→ **Entries supplied**:

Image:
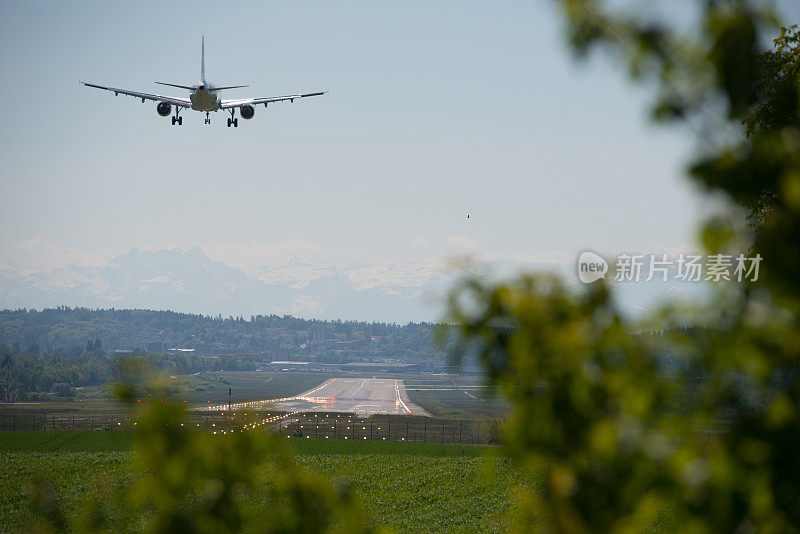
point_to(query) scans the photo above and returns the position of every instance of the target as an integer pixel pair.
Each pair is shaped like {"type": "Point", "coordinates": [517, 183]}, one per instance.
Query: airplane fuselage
{"type": "Point", "coordinates": [203, 99]}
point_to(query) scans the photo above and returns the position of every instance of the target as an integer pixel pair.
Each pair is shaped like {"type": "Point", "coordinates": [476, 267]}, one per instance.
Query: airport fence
{"type": "Point", "coordinates": [413, 429]}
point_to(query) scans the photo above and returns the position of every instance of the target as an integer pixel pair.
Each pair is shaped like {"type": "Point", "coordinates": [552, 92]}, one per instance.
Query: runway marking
{"type": "Point", "coordinates": [359, 388]}
{"type": "Point", "coordinates": [397, 391]}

→ **Goal**:
Reproduce each record above by retyping it exactly; omit all images.

→ **Task answer**:
Image:
point_to(query) scans the photo above and returns the position of every instance of the target as an integer pixel pair.
Each pair is shaped like {"type": "Point", "coordinates": [517, 183]}, one per instance.
Query: airplane fuselage
{"type": "Point", "coordinates": [203, 99]}
point_to(query) scans the photo above and returns the position of every instance of the target as an integer pixel pair.
Each pair is shaped like {"type": "Point", "coordinates": [476, 267]}, one per instance.
Query: airport fence
{"type": "Point", "coordinates": [413, 429]}
point_to(query) scans the photo above and returns the position of every instance of the target as an integer pixel pair.
Each pair is shaped like {"type": "Point", "coordinates": [552, 92]}, one per instance.
Query: runway marking
{"type": "Point", "coordinates": [359, 388]}
{"type": "Point", "coordinates": [397, 391]}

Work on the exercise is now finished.